§ Free-text object descriptions
::::::::
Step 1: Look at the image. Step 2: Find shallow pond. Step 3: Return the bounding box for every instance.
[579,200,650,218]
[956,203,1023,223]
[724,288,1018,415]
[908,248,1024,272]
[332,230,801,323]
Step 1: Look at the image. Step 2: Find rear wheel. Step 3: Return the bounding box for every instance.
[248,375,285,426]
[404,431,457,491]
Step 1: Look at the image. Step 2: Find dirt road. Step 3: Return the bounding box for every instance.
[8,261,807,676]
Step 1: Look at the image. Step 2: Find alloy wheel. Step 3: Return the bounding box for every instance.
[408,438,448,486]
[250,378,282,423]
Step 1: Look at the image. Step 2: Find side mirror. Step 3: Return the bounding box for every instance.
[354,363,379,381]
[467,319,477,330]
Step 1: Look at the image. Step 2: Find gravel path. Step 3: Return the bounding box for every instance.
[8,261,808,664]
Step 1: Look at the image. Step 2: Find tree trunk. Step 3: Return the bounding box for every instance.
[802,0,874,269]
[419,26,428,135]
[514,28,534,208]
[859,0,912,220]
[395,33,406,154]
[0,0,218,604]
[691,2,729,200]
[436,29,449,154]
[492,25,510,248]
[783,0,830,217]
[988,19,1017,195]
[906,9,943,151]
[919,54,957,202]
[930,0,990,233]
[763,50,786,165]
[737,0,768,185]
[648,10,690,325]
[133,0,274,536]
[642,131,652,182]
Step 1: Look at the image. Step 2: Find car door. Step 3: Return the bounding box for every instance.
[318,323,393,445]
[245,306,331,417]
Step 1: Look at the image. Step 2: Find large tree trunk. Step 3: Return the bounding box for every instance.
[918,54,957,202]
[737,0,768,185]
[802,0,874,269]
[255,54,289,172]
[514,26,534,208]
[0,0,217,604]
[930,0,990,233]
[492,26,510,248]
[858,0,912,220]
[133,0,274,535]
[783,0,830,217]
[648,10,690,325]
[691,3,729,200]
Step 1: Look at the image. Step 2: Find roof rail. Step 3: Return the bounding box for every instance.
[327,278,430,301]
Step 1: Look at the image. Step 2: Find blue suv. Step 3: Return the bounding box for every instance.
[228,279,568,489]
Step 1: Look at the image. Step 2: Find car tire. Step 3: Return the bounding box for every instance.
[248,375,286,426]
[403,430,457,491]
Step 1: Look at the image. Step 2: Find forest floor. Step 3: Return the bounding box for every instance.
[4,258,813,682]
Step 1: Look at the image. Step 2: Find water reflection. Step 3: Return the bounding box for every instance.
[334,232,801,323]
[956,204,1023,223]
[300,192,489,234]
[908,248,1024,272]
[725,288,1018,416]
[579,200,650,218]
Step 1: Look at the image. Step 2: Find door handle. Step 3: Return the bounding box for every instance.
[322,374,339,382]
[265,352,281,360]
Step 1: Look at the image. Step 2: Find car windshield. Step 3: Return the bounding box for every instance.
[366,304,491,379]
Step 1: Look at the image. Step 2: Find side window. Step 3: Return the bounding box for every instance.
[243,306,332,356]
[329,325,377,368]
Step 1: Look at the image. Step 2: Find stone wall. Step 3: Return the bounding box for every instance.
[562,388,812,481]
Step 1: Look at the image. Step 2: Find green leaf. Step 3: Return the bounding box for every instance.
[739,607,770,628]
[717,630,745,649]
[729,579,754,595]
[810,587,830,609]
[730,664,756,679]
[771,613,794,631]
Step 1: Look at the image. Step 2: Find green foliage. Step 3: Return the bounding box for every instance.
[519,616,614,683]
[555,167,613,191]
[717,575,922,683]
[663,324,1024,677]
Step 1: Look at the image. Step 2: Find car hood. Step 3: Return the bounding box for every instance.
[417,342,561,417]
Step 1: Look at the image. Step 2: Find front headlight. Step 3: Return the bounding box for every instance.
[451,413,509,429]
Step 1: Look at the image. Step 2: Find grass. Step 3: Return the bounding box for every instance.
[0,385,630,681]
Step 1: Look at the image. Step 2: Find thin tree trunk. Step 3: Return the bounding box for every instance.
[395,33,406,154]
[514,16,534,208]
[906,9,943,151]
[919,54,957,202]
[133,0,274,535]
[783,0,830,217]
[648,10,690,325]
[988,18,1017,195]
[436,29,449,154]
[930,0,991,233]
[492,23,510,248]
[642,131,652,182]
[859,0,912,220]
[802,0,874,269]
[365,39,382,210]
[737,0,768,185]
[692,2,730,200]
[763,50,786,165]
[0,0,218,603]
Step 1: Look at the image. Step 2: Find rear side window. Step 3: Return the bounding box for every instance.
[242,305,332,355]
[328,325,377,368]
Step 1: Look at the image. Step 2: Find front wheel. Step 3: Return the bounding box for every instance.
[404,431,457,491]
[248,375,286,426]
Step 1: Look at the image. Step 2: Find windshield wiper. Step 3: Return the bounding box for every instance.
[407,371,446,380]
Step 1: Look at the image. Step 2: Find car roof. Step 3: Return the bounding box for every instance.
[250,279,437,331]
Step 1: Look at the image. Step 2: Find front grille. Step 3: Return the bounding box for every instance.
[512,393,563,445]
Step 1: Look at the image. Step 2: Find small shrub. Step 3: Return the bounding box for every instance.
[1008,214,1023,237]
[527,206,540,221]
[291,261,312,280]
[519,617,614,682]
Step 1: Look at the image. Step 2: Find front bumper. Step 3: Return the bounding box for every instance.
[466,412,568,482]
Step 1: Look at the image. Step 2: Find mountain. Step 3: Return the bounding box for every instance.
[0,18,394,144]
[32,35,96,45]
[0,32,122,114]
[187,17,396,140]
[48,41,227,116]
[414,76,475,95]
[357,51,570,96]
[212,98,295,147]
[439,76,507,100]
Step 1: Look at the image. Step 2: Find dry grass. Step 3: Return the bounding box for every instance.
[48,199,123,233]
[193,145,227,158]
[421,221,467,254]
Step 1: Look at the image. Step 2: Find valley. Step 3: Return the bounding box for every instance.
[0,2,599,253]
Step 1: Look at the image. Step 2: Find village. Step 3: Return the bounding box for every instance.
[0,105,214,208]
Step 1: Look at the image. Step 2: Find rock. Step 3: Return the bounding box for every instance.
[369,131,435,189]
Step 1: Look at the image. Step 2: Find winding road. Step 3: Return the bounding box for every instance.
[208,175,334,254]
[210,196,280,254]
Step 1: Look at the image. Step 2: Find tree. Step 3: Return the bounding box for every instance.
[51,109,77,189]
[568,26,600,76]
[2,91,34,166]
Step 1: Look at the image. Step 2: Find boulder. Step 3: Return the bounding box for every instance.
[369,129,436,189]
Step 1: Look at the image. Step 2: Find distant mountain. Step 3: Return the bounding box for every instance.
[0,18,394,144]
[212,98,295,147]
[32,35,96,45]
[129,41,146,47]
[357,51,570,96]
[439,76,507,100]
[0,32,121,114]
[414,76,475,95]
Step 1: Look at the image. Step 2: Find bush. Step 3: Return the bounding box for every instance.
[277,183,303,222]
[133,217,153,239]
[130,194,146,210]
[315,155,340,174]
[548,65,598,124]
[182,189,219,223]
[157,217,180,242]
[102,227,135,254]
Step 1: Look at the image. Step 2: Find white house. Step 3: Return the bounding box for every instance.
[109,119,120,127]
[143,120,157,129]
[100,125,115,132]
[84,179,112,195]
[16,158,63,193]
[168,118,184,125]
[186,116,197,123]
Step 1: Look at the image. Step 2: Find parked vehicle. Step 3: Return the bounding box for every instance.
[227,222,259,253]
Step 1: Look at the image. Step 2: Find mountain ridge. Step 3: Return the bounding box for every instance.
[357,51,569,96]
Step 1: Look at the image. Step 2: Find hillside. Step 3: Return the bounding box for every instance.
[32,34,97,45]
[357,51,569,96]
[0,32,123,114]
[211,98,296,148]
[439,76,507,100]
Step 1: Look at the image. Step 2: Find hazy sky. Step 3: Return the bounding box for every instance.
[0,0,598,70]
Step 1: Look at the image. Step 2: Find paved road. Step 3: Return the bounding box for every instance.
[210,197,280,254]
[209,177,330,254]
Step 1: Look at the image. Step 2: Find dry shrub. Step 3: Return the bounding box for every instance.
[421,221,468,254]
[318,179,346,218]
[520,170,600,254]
::::::::
§ To do
Repeat only the lines starting at the one that contains "Step 1: Look at the image. Step 2: Find paved" and ending at the last line above, exactly as written.

§ Solution to this problem
Step 1: Look at the image. Step 2: Find paved road. Step 3: Return the bounding box for every instance.
[210,197,280,254]
[209,177,330,254]
Step 1: Look at the image. Step 2: Find dry shrub. Step 3: Return the bounding box for every instance.
[421,221,468,254]
[318,179,346,218]
[520,170,600,254]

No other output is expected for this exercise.